**Short problem:** Copy every one of the entries below word for word, and leave the pictures out of your copy.

**Stored records:**
--*--

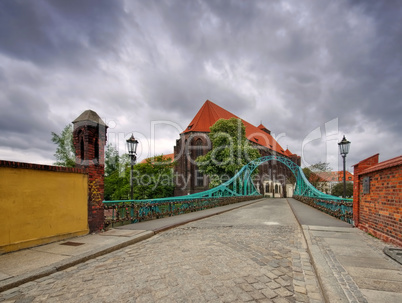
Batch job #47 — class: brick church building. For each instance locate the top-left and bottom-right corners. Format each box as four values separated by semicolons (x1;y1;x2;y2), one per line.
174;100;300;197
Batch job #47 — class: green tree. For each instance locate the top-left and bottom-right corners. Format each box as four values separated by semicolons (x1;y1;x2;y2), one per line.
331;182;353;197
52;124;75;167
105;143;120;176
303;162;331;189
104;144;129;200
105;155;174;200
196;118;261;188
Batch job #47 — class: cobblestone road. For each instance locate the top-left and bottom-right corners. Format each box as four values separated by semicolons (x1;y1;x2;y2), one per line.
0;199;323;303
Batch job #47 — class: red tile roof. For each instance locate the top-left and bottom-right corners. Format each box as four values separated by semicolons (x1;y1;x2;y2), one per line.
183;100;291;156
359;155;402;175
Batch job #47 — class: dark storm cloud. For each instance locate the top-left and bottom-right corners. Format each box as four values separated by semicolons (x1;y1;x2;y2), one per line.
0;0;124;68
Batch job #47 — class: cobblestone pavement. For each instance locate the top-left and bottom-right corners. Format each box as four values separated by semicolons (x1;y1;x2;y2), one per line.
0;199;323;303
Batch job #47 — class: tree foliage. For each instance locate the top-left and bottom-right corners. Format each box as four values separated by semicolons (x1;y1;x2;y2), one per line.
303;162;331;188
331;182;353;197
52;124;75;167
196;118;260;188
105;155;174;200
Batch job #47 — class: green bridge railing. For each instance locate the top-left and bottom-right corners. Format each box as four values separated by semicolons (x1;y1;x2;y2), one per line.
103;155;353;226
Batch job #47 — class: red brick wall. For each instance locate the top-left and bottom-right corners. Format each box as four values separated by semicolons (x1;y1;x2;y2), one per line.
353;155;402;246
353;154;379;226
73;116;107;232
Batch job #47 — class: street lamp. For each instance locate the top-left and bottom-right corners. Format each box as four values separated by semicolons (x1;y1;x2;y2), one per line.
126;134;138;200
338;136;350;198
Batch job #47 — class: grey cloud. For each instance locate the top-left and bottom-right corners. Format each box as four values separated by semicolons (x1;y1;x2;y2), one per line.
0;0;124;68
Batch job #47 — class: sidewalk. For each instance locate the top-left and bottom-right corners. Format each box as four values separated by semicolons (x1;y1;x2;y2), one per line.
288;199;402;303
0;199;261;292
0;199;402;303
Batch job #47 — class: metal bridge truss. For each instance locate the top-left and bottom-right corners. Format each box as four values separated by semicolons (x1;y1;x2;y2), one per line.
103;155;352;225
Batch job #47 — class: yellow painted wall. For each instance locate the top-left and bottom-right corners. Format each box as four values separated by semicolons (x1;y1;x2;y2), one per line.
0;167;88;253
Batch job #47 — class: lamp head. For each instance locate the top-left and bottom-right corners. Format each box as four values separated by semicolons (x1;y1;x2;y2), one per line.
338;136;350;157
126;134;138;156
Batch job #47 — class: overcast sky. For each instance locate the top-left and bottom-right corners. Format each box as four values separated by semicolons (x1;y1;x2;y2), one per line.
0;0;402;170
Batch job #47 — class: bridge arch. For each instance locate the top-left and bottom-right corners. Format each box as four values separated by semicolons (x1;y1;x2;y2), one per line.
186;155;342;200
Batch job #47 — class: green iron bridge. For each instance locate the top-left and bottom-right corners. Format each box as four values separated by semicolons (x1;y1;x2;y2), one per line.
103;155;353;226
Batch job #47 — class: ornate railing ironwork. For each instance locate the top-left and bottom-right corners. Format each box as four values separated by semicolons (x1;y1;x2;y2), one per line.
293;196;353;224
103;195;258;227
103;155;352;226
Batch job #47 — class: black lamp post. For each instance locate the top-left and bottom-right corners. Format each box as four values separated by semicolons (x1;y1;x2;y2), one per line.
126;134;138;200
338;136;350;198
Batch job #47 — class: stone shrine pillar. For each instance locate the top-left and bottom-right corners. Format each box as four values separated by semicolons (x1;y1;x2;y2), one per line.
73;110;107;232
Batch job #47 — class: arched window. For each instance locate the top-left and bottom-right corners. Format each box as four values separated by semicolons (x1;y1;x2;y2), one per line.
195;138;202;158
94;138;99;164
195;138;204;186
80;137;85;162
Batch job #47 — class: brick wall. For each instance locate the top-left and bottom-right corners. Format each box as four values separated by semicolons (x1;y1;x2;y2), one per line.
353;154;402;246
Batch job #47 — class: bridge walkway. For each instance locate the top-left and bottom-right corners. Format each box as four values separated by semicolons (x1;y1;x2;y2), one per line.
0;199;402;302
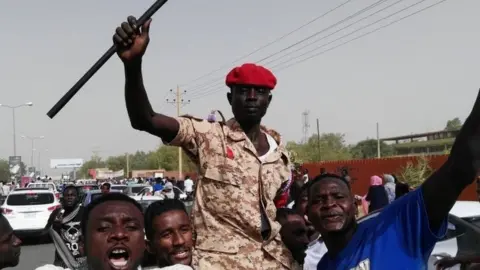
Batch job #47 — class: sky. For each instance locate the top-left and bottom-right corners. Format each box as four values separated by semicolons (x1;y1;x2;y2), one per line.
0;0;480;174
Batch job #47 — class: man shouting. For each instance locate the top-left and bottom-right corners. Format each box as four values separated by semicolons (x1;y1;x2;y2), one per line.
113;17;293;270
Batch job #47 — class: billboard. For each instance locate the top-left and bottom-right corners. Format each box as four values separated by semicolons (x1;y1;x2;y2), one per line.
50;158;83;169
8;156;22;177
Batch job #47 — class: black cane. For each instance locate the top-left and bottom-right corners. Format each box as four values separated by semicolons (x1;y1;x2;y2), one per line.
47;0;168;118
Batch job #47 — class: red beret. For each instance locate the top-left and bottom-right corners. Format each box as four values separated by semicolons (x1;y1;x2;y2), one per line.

--*--

**Task result:**
Batch job #47 — class: brick church building. For each instance locate the top-left and bottom-right corners. Format each box as four values separated by semicolons (x1;y1;x2;y2), one per line.
174;100;300;197
Batch job #47 — class: green tree. For each instance locate the top-left and bottom-right corners. Format each box as four values separated by semicolons (x1;y1;x2;y2), one per line.
331;182;353;197
52;124;75;167
105;143;120;176
303;162;331;189
104;144;129;200
105;155;174;200
196;118;261;188
Batch job #47 — class: cobblestone road. For each instance locate the top-left and bottom-right corners. Format each box as four values separated by semicolons (x1;y1;x2;y2), one per line.
0;199;323;303
Batch job #47 — class: red tile roof. For each instance locate the top-left and bottom-right corners. Format each box as four values separated by semicolons (x1;y1;x2;y2), one per line.
183;100;291;156
359;155;402;175
Batch job #47 — class: dark storm cloud. For each instance locate the top-left and bottom-right corners. Format each box as four values separated by semicolons (x1;y1;x2;y2), one per line.
0;0;124;68
Batch job #47 — class: cobblestone pavement. For each instance locate the top-left and bottom-right corners. Format each box as four values separated by semicolons (x1;y1;x2;y2), one per line.
0;199;323;303
Batch job #47 — class: tree foliage. For each instance locate the top-left and bottom-right corners. Format each box as four values separated by semicolons (x1;y1;x2;y2), one per line.
303;162;331;188
331;182;353;197
52;124;75;167
196;118;260;188
105;155;174;200
Batch job #47 — class: green bridge railing. For each instance locate the top-left and bottom-right corners. Format each box as four values separated by semicolons (x1;y1;x2;y2), one per line.
103;155;353;226
Batch job #47 — class: red brick wall. For each instance locate the top-left and bottom-right corners. Format each box as four values separated by semicolons (x1;y1;x2;y2), one per line.
353;155;402;246
353;154;379;226
73;116;107;232
Batch job #47 — class: street lamp. For each instance locate the top-left and bottom-right corners. Format each box as four values separated by semicolons (x1;y1;x2;y2), one per line.
126;134;138;200
338;136;350;198
Batch job #47 — class: grey cloud. For each instance locate the top-left and bottom-right corners. Format each box as four values separated by semicolons (x1;y1;x2;y2), one per line.
0;0;124;68
Batch job #47 — class: sidewalk. For each instance locate the top-left and bottom-right corners. Format each box as four values separated by semicolons (x1;y1;x2;y2), one per line.
288;199;402;303
0;199;261;292
0;199;402;303
Batch job #47 — class: metal bridge truss. For each instance locate the top-left and bottom-right corners. Format each box as four values separated by semicolons (x1;y1;x2;y2), one per line.
103;155;352;225
Batch job #47 — class: yellow painted wall. For each instance locate the top-left and bottom-right corners. Format each box as four values separated by semicolons (x1;y1;x2;y2), one per line.
0;167;88;253
Batch job #47 — class: lamp head. For each instance locate the top-left and bottom-right corners. Format each box as four values separated by semicolons (x1;y1;x2;y2), one per line.
338;136;350;157
126;134;138;156
Batch job #47 — class: overcast sky. For each instance locate the top-left and bottom-right corners. Format each box as four values separated by semicolons (x1;y1;x2;y2), one per line.
0;0;402;170
Batch job #47 — class: bridge arch. For each instance locate the top-left and bottom-right corners. Format each box as four values separated by semicolons (x1;y1;x2;y2), one per line.
186;155;342;200
Batch job #47 — class: green iron bridge. For each instance locate the top-left and bottom-right corners. Format each box as four values separated by semicolons (x1;y1;x2;y2), one per line.
103;155;353;226
Batch job #47 — class: ornate railing ironwork. For each instance locate the top-left and bottom-right corners. Format each box as four values separated by semicolons (x1;y1;x2;y2), one per line.
293;196;353;224
103;195;258;227
103;155;352;226
Batch job #47 — class: black lamp post. For each instance locate the top-left and bottom-right corners. Format each box as four values separated by semicolons (x1;y1;x2;y2), one per line.
126;134;138;200
338;136;350;198
Batch job #47 — class: stone shrine pillar. For each instance locate the top-left and bottom-right corners. Format each box as four values separated by semicolons (x1;y1;x2;y2), one per line.
73;110;107;232
Batch job #47 — class: arched window. For each instance locate the top-left and bottom-right corners. Format each box as four values separated by semicolons (x1;y1;x2;y2), one per line.
195;138;202;158
94;138;99;164
195;138;204;186
80;137;85;162
Batch job #47 — class: brick wall. For each instance locate the top-left and bottom-right corners. Format each box as four values separated by semicolons (x1;y1;x2;y2), one per line.
353;154;402;246
Batch job #47 — class: bridge walkway. For each instance locate the top-left and bottom-right corners. Format each box as four values separated by semicolons (x1;y1;x2;y2), one per line.
0;199;402;302
Batch job #47 — class: sky. For each instance locate the top-left and bottom-right corners. Format each box as four values separated by semicolons (x1;y1;x2;y2), one per line.
0;0;480;174
Batch job #47 — class: man shouting. For each instance locate the top-left and bottom-right corners. Format each box as four values separated by semicolons (x1;y1;x2;y2), one per line.
113;17;293;270
Batch job #47 — class: billboard. For each instance locate the top-left and bottom-right corners. Format each box as four values separated by semicolons (x1;y1;x2;y2), one per line.
50;158;83;169
8;156;22;177
Batch job #47 — class: black cane. For each instance locate the top-left and bottom-right corners. Format each box as four values separated by semicolons (x1;y1;x2;y2), one per line.
47;0;168;118
Batch job #47 — class: red beret. For each instance locate the top-left and bottom-right corners. Format each box as four values separated by semicolons (x1;y1;x2;y2), one per line.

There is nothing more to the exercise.